TASK DIRECTIONS
Restate exactly, please, each line of the listing from the one with "pin: white rugby" to the last, including both.

---- EXTRACTED MATERIAL

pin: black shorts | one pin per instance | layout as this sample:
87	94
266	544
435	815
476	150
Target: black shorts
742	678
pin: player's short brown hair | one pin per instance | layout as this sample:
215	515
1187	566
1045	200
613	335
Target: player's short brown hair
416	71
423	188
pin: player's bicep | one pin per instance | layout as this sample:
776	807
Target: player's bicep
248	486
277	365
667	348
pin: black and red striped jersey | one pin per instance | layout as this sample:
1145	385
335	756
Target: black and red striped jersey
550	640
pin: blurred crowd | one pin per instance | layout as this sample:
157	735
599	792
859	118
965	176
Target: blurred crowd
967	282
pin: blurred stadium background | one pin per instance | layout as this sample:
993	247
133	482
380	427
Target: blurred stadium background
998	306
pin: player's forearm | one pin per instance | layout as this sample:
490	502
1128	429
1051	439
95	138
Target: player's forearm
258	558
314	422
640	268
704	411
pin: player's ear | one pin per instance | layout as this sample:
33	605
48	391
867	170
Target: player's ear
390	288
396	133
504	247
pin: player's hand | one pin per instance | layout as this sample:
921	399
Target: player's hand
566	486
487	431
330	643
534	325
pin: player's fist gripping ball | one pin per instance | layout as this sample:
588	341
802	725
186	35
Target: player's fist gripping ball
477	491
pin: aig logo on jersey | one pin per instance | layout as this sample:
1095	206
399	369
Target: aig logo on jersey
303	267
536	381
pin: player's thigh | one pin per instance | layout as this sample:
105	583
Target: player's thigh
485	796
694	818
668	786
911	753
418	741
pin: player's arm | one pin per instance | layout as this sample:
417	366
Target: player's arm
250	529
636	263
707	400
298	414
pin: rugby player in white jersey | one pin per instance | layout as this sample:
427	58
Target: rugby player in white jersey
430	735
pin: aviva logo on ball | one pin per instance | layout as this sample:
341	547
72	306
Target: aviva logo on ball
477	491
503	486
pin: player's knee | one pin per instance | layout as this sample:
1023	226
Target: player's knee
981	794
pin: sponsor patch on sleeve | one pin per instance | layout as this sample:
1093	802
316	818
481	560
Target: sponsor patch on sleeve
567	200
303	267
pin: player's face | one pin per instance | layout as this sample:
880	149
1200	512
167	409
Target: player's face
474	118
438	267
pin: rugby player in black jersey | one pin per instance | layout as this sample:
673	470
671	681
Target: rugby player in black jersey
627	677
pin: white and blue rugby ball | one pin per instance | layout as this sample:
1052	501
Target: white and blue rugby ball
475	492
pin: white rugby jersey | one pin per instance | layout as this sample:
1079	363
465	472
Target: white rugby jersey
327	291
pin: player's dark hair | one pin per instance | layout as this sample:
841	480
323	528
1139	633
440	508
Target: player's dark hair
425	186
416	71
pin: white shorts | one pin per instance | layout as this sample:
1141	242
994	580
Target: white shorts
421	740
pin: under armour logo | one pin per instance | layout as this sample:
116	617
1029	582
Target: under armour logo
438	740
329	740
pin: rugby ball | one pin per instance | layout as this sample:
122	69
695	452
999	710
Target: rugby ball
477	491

--------

TASK ANSWER
pin: white rugby jersey | one pin per instance | layout as this sample:
1079	363
465	472
Target: white rugby jersey
327	291
pin: player's dark hair | one pin per instance | layout as this sample:
841	480
323	528
1139	633
440	508
Target: player's dark hair
425	186
416	71
pin: white shorts | one pin per instance | layout as this sample:
1141	242
994	580
Target: white shorts
421	740
pin: under armour logo | one pin per instance | layout as this sample:
116	617
1029	582
Target: under armour logo
438	740
329	740
pin: rugby ball | one pin per instance | layout as this sample:
122	69
695	452
999	710
Target: rugby ball
477	491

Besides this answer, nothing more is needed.